*Exercise brief*: Return the entries in their entirety, precisely as given.

Content starts

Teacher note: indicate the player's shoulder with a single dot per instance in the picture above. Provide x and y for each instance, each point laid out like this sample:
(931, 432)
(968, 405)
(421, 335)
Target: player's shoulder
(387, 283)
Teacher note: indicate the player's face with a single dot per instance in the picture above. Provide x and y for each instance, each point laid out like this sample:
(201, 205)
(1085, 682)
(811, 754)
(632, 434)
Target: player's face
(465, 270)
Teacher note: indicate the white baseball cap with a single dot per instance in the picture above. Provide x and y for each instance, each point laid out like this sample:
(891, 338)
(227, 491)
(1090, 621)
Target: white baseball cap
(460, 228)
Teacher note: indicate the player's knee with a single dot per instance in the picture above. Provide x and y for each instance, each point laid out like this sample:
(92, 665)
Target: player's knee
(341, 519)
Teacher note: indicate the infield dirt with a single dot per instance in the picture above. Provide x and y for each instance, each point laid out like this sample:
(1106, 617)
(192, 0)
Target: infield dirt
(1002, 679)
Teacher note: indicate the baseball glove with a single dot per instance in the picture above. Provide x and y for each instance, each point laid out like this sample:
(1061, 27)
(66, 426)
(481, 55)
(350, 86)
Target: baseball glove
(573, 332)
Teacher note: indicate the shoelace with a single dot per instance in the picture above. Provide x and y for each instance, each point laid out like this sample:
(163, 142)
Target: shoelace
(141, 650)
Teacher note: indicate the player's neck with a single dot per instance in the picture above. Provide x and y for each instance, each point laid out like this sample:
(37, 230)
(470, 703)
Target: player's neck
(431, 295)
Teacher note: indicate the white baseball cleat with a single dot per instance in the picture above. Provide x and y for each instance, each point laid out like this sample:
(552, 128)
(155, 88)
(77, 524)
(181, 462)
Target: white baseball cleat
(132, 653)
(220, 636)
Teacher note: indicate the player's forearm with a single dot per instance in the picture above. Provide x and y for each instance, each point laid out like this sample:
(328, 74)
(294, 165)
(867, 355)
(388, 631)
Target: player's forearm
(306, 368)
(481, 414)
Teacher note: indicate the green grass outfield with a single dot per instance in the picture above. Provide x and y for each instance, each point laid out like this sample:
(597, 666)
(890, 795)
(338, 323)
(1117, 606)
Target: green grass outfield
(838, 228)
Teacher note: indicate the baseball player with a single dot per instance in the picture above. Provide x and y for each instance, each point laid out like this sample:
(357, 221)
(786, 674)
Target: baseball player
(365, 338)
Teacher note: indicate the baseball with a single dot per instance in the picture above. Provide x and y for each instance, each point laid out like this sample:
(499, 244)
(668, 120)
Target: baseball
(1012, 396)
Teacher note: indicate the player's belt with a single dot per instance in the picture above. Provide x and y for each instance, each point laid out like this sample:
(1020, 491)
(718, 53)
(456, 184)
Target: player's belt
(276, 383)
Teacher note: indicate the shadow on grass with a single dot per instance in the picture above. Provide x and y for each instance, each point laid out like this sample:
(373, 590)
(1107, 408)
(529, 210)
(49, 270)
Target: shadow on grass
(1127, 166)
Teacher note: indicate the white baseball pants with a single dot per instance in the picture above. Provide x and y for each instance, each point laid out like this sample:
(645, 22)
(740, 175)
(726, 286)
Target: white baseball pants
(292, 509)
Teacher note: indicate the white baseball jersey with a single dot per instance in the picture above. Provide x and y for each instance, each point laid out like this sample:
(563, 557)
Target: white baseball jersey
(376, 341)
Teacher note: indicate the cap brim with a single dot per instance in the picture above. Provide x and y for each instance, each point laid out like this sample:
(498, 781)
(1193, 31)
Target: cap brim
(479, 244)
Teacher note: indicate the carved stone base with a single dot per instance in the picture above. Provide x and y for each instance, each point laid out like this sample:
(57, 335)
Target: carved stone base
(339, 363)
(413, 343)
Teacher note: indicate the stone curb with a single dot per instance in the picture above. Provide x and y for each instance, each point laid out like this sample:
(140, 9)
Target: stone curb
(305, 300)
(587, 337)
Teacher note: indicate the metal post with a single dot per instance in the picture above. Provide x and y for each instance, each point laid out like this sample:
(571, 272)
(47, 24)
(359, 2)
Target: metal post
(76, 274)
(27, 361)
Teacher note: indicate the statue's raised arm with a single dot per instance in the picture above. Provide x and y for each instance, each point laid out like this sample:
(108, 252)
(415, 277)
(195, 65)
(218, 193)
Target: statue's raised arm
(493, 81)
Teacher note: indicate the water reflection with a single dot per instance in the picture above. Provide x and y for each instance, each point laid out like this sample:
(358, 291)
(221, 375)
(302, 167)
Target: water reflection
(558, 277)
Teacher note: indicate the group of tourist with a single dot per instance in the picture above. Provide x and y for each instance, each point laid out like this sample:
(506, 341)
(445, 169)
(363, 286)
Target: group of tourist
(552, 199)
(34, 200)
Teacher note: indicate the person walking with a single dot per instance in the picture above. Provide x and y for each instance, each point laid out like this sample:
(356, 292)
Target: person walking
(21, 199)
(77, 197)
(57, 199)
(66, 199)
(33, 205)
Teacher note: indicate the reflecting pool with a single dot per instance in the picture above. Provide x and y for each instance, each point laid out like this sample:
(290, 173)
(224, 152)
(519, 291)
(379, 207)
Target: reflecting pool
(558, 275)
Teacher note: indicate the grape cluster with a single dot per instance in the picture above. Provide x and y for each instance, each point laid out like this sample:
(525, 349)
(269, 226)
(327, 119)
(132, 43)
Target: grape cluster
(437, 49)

Content ends

*Exercise output*:
Teacher note: indicate the player's shoulder with a single dot per instance in the picture above. Provide x and y for each instance, each point laid out like this sample:
(931, 432)
(968, 405)
(421, 335)
Target: player's shoulder
(387, 283)
Teacher note: indicate the player's face with a single dot per instance in the picture above. Provide x and y for each instance, each point laid out like this sample:
(201, 205)
(1085, 682)
(811, 754)
(632, 434)
Target: player's face
(465, 270)
Teacher note: indicate the white baseball cap with a single dot per instance in the picture above. Provide x and y for each instance, each point laid out like this sample:
(891, 338)
(227, 491)
(1090, 621)
Target: white baseball cap
(460, 228)
Teacher note: indicate the player's knee with a single dot per instance in the picture above. Provide x and y for each instance, each point laid out like this sample:
(92, 665)
Target: player's knee
(341, 519)
Teacher note: indicate the infield dirt with a single dot per instance in the picture above. Provide x and y for each instance, each point laid out like this sample:
(1106, 617)
(192, 0)
Target: infield dirt
(1002, 679)
Teacher note: indicate the baseball glove with a single dot per instance in the picture above. Provide x and y for each instance, each point laid out like this sample:
(1061, 27)
(66, 426)
(481, 55)
(350, 86)
Target: baseball glove
(573, 332)
Teacher note: indicate the shoelace with a single dot per instance in the picture above. Provide x and y for each instance, each point laid out like this sample:
(163, 142)
Target: shoelace
(141, 650)
Teacher note: indicate the player's neck with a single dot per instance in the picture above. Provide x and y for each instance, each point laid out like this sample:
(37, 230)
(470, 703)
Target: player's neck
(431, 295)
Teacher note: indicate the white baseball cleat with a single dot per instance in the picture above. Provide x and y for each instance, each point laid out like this sample:
(552, 128)
(155, 88)
(77, 524)
(181, 462)
Target: white baseball cleat
(132, 653)
(220, 636)
Teacher note: indicate the player's forearm with a single dot per instance in the picture above. Provide x and y for each instance, each point laid out like this sample:
(328, 74)
(294, 165)
(867, 355)
(388, 631)
Target: player's forearm
(306, 368)
(481, 414)
Teacher note: indicate the green grass outfield with a single dot per instance in the picture above. Provide x and y for each instance, each point laid out like this sample:
(597, 666)
(890, 795)
(338, 323)
(1117, 606)
Target: green grass outfield
(838, 228)
Teacher note: indicate the baseball player with a single dot per instance in the picture above. Provide x and y for each instance, each point laid out like this sample:
(357, 221)
(786, 674)
Target: baseball player
(365, 338)
Teacher note: indicate the baseball with a single dot per instance in the picture above. Provide x and y for each instance, each point laid out like this sample:
(499, 244)
(668, 120)
Target: baseball
(1012, 396)
Teacher note: indicate the player's belt with a single dot per instance in the picture above. Provide x and y for each instance, each point laid out like this sample:
(1020, 491)
(718, 53)
(456, 184)
Target: player's belt
(276, 383)
Teacher note: indicate the shadow on grass with a single dot per instance in the picture above. Provide x and y for each instance, each point laid out like this sample:
(373, 590)
(1107, 408)
(529, 210)
(49, 270)
Target: shadow on grass
(1127, 166)
Teacher note: indicate the white baseball pants with a single dot per instance in the picture above. Provide x and y for each instance, each point laid out like this sample:
(645, 22)
(740, 175)
(726, 286)
Target: white baseball pants
(292, 509)
Teacher note: indicate the white baseball jersey with a single dot per instance in the picture above. Provide x and y for each instance, each point laid out like this sample:
(563, 557)
Target: white baseball jersey
(376, 341)
Teacher note: indicate the cap brim with a single dot per instance in the picture above. Provide x and y for each instance, each point laid out like this sample:
(498, 781)
(1193, 31)
Target: cap brim
(479, 244)
Teacher note: indicate the carved stone base with a single dot per instance in the picture above. Provide x and y for each instance, each point laid out like this sample:
(57, 335)
Target: carved stone base
(339, 363)
(413, 343)
Teacher note: indicate the stone curb with a single dot per instance in the picture above. Provide x and y for each instance, each point laid out like this sample:
(140, 9)
Target: stone curb
(305, 300)
(587, 337)
Teacher note: indicate the metal post with a single dot per instance in the picture above. Provide x and y for each instance, each point laid out like this sample:
(571, 272)
(47, 24)
(359, 2)
Target: metal post
(76, 274)
(27, 361)
Teacher note: indicate the statue's raised arm with a single dot per instance in the picture above. Provide x and y for each instance, each point laid out like this sample:
(108, 252)
(415, 277)
(195, 65)
(218, 193)
Target: statue's raised arm
(493, 81)
Teacher note: indicate the water reflection with a single dot per instance in the picture above. Provide x and y for each instance, each point laid out like this sample:
(358, 291)
(221, 375)
(302, 167)
Target: water reflection
(558, 277)
Teacher note: indicate the group of tourist with a single dot per instance in the picture above. Provide x and y for each instance, each point laid out like this sample:
(506, 341)
(445, 169)
(363, 286)
Target: group of tourist
(552, 199)
(34, 200)
Teacher note: indicate the person walking with a single dot per instance in the picture above. Provide x and y for each instance, each point laid out like this sample:
(356, 292)
Target: person walking
(21, 199)
(77, 197)
(57, 199)
(66, 199)
(33, 205)
Teacher note: indicate the reflecting pool with a single dot per instance in the picture above. Provide x and y for each instance, each point laid out like this sample:
(290, 173)
(224, 152)
(519, 291)
(379, 207)
Target: reflecting pool
(558, 275)
Teacher note: indicate the grape cluster with a single dot per instance in the picture above. Provide x and y for each instance, each point laid out like this sample:
(525, 349)
(269, 226)
(327, 119)
(132, 43)
Target: grape cluster
(437, 49)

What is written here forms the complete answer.